(Saved entries)
►

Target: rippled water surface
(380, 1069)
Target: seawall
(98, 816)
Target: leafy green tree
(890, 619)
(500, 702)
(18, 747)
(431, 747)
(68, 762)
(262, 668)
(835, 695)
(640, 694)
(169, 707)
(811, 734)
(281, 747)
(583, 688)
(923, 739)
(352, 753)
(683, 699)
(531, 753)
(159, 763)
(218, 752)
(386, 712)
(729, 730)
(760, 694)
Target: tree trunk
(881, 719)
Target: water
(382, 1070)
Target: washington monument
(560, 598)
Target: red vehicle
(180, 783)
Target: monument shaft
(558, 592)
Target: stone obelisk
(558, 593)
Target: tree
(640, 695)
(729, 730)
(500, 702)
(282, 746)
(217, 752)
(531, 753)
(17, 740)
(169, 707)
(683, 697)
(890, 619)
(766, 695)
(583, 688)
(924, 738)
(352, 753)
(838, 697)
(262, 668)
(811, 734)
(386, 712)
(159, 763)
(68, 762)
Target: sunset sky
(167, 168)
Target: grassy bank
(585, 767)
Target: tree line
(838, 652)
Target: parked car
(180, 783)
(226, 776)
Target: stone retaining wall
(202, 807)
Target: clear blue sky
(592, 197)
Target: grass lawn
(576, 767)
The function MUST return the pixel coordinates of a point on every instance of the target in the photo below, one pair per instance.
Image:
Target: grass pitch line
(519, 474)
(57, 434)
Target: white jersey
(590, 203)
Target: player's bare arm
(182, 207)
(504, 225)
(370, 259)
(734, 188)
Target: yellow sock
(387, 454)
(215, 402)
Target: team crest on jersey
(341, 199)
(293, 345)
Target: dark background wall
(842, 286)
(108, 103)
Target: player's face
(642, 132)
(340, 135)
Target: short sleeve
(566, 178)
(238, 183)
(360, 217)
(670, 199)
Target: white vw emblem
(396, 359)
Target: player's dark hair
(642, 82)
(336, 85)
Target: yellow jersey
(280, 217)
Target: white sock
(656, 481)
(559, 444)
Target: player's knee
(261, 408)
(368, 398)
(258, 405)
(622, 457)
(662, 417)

◄
►

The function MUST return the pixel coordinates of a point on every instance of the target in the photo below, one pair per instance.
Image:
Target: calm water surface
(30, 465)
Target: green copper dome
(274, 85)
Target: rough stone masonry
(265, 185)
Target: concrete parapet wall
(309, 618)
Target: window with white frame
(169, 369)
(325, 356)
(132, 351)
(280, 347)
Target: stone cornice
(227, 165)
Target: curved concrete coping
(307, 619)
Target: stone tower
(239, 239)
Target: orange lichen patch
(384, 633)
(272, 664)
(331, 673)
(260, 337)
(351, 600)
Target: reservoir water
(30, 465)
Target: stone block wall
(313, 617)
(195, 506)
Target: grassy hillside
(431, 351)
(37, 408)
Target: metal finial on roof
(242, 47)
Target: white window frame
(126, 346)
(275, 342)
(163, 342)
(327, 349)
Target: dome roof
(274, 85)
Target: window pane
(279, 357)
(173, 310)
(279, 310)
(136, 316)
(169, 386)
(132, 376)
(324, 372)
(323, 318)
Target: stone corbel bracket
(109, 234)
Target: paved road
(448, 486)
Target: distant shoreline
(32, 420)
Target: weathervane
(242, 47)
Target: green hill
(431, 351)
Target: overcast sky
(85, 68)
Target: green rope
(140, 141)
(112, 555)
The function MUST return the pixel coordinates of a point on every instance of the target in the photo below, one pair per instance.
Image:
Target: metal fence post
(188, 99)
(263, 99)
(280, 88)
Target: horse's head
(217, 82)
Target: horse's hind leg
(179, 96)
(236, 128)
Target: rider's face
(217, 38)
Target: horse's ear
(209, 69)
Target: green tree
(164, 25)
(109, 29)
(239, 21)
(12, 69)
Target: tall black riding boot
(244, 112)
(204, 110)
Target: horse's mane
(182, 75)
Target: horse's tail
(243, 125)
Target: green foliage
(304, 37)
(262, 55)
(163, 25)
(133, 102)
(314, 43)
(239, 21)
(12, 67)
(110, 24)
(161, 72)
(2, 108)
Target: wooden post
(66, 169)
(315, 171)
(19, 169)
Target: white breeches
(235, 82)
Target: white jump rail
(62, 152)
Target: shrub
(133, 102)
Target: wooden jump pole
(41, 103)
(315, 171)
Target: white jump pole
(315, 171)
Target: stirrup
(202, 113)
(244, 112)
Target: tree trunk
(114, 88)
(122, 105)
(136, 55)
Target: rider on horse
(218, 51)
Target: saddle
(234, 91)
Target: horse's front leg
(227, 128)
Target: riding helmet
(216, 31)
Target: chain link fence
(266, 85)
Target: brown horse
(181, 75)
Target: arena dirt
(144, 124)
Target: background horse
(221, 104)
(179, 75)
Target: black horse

◄
►

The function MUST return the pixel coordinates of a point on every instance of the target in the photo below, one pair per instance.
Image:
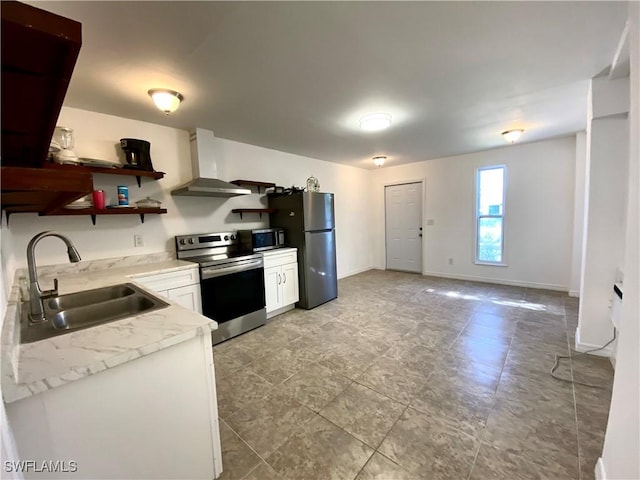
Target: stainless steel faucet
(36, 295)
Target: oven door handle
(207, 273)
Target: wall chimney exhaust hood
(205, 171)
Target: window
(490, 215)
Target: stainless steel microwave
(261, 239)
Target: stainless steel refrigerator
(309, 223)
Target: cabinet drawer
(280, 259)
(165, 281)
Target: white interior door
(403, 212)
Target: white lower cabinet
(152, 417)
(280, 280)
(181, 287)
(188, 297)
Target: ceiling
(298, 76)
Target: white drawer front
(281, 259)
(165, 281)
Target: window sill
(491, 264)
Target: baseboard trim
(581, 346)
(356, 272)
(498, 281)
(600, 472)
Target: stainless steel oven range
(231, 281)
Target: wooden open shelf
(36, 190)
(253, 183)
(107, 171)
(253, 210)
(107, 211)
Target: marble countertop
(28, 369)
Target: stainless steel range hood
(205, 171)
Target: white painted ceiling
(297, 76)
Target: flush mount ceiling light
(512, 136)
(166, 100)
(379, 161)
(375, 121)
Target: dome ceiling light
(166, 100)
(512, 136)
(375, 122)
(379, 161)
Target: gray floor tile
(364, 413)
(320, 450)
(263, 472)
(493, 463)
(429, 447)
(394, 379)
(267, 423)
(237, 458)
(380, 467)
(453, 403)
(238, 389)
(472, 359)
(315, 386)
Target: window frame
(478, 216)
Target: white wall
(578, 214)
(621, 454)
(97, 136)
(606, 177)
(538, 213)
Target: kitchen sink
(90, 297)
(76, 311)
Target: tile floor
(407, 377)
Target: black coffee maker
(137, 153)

◄

◆ DIRECTIONS: An exact, complete copy of the lines above from the one with "Target: horse's head" through the one with "Target: black horse" is the whole answer.

◆ WRITTEN SOLUTION:
Target: horse's head
(217, 82)
Target: horse's hind leg
(179, 96)
(236, 128)
Target: rider's face
(217, 38)
Target: horse's ear
(209, 69)
Target: green tree
(164, 25)
(109, 29)
(239, 21)
(12, 69)
Target: tall black riding boot
(244, 112)
(204, 110)
Target: horse's mane
(182, 75)
Target: horse's tail
(243, 125)
Target: green foliage
(304, 37)
(262, 55)
(163, 25)
(133, 102)
(314, 43)
(239, 21)
(12, 67)
(110, 24)
(161, 72)
(2, 108)
Target: wooden post
(66, 169)
(315, 171)
(19, 169)
Target: white breeches
(235, 82)
Target: white jump rail
(62, 152)
Target: shrub
(133, 102)
Target: wooden jump pole
(41, 103)
(315, 171)
Target: white jump pole
(315, 171)
Target: stirrup
(202, 113)
(244, 112)
Target: tree trunk
(114, 88)
(122, 105)
(136, 55)
Target: rider on horse
(218, 51)
Target: saddle
(234, 91)
Target: horse's front leg
(227, 128)
Target: riding helmet
(216, 31)
Target: chain link fence
(266, 85)
Target: brown horse
(181, 75)
Target: arena dirt
(144, 124)
Target: background horse
(221, 104)
(179, 75)
Target: black horse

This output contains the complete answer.